## Directive
Update the records by replacing each "pixel coordinates" with "x and y coordinates", leaving everything else unchanged.
── Task data ──
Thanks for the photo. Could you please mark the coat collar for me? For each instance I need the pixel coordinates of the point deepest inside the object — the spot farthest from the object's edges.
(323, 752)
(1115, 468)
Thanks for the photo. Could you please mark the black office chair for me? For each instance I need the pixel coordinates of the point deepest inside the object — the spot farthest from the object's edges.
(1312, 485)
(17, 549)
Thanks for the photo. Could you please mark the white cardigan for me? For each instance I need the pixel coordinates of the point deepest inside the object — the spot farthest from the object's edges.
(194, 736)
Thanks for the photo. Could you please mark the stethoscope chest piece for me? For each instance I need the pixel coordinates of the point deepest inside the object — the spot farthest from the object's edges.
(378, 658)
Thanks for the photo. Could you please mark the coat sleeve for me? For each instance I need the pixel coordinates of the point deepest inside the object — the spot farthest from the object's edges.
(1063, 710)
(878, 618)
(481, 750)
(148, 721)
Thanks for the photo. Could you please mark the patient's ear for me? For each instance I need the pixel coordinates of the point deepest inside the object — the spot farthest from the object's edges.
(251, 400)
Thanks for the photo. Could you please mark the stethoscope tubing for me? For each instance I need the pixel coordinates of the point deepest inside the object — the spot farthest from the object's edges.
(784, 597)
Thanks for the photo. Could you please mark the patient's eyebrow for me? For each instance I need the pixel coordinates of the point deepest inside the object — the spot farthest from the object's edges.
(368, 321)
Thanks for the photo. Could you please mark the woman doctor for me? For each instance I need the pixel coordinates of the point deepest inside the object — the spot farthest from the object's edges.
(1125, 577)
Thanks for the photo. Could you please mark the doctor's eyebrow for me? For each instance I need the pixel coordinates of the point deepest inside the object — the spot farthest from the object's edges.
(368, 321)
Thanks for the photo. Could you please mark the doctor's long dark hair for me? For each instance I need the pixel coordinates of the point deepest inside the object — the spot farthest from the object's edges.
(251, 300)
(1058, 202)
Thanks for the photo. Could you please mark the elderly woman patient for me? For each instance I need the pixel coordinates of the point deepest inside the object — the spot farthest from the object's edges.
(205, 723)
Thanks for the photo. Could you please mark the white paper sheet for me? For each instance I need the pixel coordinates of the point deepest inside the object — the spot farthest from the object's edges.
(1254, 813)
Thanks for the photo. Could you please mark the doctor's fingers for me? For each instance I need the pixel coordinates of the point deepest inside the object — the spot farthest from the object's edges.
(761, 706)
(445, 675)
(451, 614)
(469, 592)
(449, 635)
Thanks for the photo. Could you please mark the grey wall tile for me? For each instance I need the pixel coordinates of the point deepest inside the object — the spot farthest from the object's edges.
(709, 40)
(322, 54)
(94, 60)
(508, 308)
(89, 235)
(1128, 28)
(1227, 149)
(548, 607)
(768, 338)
───
## Exercise result
Thanks for the photo. Could you please mark the coat collar for me? For each instance I need the x and y coordinates of the point deepest inside the object — the spot farthest from the object's edges.
(323, 752)
(1115, 468)
Thanks for the photo. Could you please mark the black office chair for me? For each instance I need the x and y coordinates of the point deepest inside the object — the spot farthest from the object's edges.
(1312, 485)
(17, 549)
Thanks for the photo. Could you please mark the white cardigan for me? For each instance I need the x and y coordinates of the point deepest inside the object — the spot farthest from the object's edges.
(194, 736)
Thanks for the photo. Could you please mark the stethoscope chest piece for me? For each instance I need the x and y coordinates of the point deepest inside the object — the spot farthest from the object's edges.
(378, 658)
Thanks for the photo. Could you please mark the coat sleeve for me? For each instance I need the x and y coordinates of the point deepest inside the object — the spot farthest from the object's edges.
(1063, 710)
(878, 618)
(481, 750)
(148, 721)
Thanks for the photo. Could you please mark the patient's ear for me? For each instance I need the x and y coordinates of the point deepest inside the object — the spot farthest from the object's edges.
(251, 400)
Thanks for the photo. Could you please mark the stethoscope tubing for me? For each instance I need the x and y coordinates of the point deepest inside the object — the spot farthest from the object's edges.
(784, 597)
Thanks for the photo. Could you please mark the patient's eyebrow for me? For each instance I need the x and y coordinates of the point deepest inside the object — the spot farthest from the object's edges.
(368, 321)
Thanks for the photo. Could you please mark the woman doctor for me? For each instance I need the x and y coordinates of the point deepest inside the object — the spot farthest from the object's edges.
(1125, 577)
Thanks for the photo. Could you please mark the doctor's eyebrow for me? For each instance I need the x and y coordinates of the point deepest inside the object — the spot farthest from the object's edges.
(368, 321)
Thanks for the photo. Could you please mark the doctor's long dark hair for me? For each instance I need the x and y coordinates of the point deepest inside the object — the spot farthest from the object's edges.
(251, 300)
(1058, 202)
Thanks for the photo. Could you please mark the elderly woman patient for me? For each instance I need the x and y coordinates of the point deepest inside the object — the spot farthest from the object's edges.
(205, 723)
Thanks for the photo. Could you please mark the white paper sheet for me? For each instance I need the x and y coordinates of the point deepest inside the object — the spot farthest from the object's edges.
(1254, 813)
Thanks for the photo. Could you please mark the doctor's fingers for me? For each instance I need the x and y coordinates of the point deepest inside the object — the spot farthest from the object's edges.
(761, 706)
(445, 675)
(451, 614)
(469, 592)
(449, 635)
Thanks for the photo. Could you please mark the grey wall tile for me? For each instance I need the x and y coordinates of the point deepest inside the object — the spot farthest from the object's edges.
(709, 40)
(322, 54)
(94, 60)
(508, 308)
(89, 235)
(1128, 28)
(1227, 149)
(548, 607)
(768, 338)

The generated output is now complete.